Output exactly the span of lines beginning with the one that holds "Please mark the truck rear" and ending with the last line of the data below.

[Dataset excerpts]
==========
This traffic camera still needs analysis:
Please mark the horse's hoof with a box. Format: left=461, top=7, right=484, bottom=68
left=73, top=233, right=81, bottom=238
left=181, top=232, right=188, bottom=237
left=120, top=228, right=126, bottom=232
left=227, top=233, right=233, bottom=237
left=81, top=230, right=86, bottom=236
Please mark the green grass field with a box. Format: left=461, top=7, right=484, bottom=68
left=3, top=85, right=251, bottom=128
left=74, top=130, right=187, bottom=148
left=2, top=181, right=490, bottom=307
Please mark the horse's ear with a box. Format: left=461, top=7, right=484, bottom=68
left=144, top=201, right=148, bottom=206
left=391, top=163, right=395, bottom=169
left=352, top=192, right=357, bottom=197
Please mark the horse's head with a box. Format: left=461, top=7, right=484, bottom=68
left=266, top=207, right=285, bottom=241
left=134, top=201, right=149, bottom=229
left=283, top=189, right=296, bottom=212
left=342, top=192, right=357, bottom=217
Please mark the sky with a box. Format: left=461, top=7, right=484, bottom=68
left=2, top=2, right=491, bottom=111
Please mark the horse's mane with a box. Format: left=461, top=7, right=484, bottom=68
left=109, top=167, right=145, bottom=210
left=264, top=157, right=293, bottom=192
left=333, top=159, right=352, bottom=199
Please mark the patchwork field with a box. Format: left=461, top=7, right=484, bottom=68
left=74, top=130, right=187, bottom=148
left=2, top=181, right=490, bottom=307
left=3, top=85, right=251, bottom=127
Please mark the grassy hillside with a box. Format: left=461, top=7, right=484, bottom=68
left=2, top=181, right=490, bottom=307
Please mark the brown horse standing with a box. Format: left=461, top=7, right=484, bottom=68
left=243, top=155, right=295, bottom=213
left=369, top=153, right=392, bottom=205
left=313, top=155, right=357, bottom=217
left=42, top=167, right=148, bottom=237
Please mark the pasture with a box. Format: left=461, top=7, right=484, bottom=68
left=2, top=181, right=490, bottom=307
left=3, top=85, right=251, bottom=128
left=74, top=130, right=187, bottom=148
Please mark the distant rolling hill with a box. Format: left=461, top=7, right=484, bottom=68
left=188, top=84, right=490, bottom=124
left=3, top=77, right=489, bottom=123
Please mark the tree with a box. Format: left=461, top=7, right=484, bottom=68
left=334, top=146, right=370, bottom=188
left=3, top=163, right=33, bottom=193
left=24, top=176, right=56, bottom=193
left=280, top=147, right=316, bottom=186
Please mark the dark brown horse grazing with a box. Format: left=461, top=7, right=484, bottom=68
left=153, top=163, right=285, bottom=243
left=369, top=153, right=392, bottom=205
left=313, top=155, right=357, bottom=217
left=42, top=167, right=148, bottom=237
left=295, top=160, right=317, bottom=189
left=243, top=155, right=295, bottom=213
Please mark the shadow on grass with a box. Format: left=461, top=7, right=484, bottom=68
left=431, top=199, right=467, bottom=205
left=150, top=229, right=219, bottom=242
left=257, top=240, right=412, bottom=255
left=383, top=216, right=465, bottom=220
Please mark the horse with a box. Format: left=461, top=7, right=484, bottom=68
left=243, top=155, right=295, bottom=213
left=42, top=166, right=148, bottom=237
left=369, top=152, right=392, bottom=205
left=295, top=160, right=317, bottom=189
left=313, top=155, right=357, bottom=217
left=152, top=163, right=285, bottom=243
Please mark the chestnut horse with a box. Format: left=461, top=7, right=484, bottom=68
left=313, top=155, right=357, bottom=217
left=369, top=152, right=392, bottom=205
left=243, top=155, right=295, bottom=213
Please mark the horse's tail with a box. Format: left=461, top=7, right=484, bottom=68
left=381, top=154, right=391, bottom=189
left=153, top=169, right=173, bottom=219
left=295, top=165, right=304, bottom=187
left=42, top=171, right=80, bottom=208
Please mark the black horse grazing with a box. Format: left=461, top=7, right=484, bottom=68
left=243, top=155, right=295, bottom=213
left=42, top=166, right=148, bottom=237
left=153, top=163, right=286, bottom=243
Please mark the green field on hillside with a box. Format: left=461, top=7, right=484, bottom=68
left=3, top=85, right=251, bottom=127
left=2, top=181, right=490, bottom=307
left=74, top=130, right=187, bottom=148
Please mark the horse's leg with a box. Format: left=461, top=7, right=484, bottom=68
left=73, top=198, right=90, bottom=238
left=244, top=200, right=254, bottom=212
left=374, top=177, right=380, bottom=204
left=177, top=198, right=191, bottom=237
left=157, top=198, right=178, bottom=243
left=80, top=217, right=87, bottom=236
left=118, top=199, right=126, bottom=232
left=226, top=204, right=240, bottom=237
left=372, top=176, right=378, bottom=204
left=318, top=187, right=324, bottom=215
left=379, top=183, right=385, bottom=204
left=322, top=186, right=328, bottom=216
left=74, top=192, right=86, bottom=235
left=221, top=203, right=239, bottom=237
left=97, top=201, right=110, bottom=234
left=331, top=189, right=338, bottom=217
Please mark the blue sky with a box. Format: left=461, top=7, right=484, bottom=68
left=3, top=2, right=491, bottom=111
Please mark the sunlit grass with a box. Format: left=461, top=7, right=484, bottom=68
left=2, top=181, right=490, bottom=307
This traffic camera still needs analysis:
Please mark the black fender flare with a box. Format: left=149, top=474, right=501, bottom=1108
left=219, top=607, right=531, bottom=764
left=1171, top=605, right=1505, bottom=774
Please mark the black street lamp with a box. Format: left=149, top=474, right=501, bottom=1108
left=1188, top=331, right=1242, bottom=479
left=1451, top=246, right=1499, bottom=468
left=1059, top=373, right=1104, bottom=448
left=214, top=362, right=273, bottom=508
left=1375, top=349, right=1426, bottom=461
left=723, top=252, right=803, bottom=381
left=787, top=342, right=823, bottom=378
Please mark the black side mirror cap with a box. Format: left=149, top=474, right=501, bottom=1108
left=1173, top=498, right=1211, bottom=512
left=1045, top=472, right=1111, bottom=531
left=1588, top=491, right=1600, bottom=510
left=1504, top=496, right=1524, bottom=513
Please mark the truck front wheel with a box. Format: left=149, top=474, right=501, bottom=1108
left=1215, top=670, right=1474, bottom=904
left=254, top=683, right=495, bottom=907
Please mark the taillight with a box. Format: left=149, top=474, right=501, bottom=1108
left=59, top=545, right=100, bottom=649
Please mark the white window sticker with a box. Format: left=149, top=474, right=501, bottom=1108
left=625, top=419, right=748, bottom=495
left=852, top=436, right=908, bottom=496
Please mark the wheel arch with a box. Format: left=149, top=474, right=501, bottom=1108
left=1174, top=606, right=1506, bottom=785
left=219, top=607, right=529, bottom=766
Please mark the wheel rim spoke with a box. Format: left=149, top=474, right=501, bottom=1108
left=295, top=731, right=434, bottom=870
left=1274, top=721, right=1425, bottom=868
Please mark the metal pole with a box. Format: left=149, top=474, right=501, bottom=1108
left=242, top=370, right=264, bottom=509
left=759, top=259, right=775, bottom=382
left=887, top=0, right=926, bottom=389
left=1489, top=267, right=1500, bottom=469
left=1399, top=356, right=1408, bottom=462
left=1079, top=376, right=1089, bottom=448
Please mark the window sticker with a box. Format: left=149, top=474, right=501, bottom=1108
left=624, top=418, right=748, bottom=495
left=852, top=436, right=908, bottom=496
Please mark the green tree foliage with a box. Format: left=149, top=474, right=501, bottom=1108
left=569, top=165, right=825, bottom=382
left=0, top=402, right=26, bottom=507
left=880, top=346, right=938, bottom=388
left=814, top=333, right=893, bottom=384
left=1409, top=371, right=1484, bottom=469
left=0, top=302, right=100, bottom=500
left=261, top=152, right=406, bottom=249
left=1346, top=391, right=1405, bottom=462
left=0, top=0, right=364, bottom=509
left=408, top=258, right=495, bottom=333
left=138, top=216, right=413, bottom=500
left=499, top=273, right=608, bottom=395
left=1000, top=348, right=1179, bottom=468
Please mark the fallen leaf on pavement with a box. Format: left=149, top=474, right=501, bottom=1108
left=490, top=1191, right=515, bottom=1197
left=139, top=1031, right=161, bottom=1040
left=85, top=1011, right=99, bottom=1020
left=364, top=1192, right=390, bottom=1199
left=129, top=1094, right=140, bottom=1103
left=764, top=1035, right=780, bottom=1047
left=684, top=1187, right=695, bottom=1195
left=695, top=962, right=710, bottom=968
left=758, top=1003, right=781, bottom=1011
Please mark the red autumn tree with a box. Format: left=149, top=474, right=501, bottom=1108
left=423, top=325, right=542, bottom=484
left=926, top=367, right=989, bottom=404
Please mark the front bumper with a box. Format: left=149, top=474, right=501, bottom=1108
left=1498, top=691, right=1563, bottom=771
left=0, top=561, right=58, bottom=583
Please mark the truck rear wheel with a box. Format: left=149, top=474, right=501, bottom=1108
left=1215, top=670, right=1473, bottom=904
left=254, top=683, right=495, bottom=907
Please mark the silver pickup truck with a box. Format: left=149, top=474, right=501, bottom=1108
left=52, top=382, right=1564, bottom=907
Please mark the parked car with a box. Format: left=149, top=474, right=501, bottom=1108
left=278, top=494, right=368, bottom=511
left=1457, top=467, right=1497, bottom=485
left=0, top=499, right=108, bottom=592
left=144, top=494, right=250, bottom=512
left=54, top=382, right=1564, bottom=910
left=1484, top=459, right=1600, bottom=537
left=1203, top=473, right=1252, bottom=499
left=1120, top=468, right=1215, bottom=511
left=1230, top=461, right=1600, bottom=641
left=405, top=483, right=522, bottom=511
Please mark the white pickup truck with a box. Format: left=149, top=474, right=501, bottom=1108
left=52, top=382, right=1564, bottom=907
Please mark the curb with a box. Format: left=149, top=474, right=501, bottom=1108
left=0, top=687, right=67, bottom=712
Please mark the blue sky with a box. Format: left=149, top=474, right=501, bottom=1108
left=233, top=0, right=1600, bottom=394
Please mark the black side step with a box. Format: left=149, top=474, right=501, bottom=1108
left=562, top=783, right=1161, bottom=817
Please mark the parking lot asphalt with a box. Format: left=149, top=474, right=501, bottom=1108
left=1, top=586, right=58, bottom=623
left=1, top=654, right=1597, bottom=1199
==========
**SOLUTION FOR THIS EXERCISE**
Please mark the truck rear wheel with a box. Format: left=149, top=474, right=501, bottom=1108
left=1215, top=670, right=1473, bottom=904
left=254, top=683, right=495, bottom=907
Please mark the silver pickup truck with a box. Format: left=149, top=474, right=501, bottom=1108
left=52, top=382, right=1564, bottom=907
Please mark the parked car with a box. Format: left=149, top=474, right=501, bottom=1108
left=278, top=494, right=368, bottom=511
left=1457, top=467, right=1497, bottom=485
left=0, top=499, right=108, bottom=592
left=144, top=494, right=250, bottom=512
left=54, top=382, right=1564, bottom=910
left=1484, top=459, right=1600, bottom=537
left=1203, top=473, right=1252, bottom=499
left=1120, top=468, right=1215, bottom=511
left=1230, top=461, right=1600, bottom=641
left=405, top=483, right=522, bottom=511
Please mark the white pickup truck with a box. Format: left=149, top=474, right=501, bottom=1108
left=52, top=382, right=1564, bottom=907
Please mark the curb with a box. Format: left=149, top=474, right=501, bottom=1108
left=0, top=687, right=67, bottom=712
Please mark the blue sky with a box. Format: left=149, top=474, right=501, bottom=1108
left=233, top=0, right=1600, bottom=394
Please mark the black side step with a box. Format: left=149, top=474, right=501, bottom=1108
left=562, top=783, right=1161, bottom=817
Please mark the parking lot asphalt with a box. Format: left=149, top=474, right=501, bottom=1108
left=1, top=586, right=58, bottom=623
left=1, top=654, right=1597, bottom=1199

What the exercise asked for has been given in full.